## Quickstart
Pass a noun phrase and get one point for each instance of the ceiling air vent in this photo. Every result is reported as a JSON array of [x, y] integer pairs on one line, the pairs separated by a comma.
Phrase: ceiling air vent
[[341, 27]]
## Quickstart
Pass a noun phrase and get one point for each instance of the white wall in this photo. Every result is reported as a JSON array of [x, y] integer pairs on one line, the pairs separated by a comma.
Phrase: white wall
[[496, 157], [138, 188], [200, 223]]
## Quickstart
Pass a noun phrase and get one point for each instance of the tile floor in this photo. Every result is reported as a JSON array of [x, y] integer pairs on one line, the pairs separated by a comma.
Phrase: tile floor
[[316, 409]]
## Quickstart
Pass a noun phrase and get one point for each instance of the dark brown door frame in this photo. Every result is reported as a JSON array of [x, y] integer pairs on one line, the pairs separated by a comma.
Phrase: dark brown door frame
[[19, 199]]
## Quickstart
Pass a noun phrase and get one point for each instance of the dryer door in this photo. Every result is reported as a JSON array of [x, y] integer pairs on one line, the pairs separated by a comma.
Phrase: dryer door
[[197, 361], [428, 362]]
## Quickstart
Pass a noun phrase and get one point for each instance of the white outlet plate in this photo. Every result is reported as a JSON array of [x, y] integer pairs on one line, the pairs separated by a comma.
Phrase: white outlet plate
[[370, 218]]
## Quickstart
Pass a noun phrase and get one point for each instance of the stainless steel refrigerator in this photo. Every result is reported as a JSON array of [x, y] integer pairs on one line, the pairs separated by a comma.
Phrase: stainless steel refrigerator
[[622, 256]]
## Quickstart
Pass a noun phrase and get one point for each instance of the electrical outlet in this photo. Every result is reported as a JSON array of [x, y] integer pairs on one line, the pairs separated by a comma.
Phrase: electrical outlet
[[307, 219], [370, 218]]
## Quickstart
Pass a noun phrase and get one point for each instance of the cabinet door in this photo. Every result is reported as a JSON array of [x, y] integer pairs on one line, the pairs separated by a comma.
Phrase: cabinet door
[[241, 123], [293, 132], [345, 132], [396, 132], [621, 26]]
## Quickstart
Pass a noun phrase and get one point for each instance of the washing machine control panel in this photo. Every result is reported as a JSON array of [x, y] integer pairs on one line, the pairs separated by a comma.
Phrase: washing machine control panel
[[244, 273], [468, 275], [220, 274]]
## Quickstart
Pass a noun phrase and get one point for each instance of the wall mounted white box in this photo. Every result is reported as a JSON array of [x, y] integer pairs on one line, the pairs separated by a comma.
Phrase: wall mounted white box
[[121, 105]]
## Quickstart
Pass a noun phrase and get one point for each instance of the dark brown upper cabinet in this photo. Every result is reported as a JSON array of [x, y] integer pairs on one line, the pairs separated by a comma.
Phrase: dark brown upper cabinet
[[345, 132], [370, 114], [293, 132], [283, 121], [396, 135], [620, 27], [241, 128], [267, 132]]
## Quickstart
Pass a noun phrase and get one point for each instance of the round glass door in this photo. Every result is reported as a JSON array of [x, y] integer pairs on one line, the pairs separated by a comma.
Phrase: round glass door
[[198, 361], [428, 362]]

What this task involves
Please copy the items verbatim from the first line up to and including the line with "[[307, 219], [370, 218]]".

Response to this exercise
## Quickstart
Pass a noun phrase and get one point for each instance of the ceiling air vent in this photo. Every result is reported as a JSON array of [x, y] integer pairs on one line, the pairs separated by a comma.
Phrase: ceiling air vent
[[341, 27]]
## Quickstart
Pass a noun phrase and get one point for each instance of the white wall in this photo. Every result is reported as a JSON array of [x, y] integer pairs on one line, the pairs separated by a comma.
Phrase: white wall
[[496, 157], [138, 188], [200, 223]]
## Quickstart
Pass a noun phrase and get one point for each instance of the tile floor in this photo. Every result is reported as a JSON array of [x, y] integer pairs on one line, the pairs separated by a comma.
Phrase: tile floor
[[316, 409]]
## Quickstart
Pass a noun phrase and get one point for each instance of the dark brown door frame in this photo. Every result is reported as a JSON array of [x, y] integer pairs on one line, the pairs separated by a comma.
Phrase: dark brown door frame
[[19, 199]]
## Quickstart
Pass a noun phrase and get one point for each instance of the dryer door in this photo. Every result is reported as a JSON array of [x, y] integer pairs on one line, the pairs separated by a comma.
Phrase: dryer door
[[197, 361], [428, 362]]
## Quickstart
Pass a noun phrase and get one point for each instance of the white outlet plate in this photo. Every result is reported as a JSON array of [x, y] integer pairs on one line, the pairs separated by a comma.
Phrase: white outlet plate
[[370, 218]]
## Quickstart
Pass a noun phrase and get one point for each instance of the stainless steel refrigerator in this photo. Every result is reported as a JSON array of [x, y] integer pairs on one line, the pairs separated by a comma.
Phrase: stainless steel refrigerator
[[622, 256]]
## Quickstart
Pass a noun phrase and get one point for each instance of the electrical outlet in this photo. Every result is reported as a JSON array of [x, y] integer pairs on one line, the pairs separated by a comma.
Phrase: electrical outlet
[[307, 219], [370, 218]]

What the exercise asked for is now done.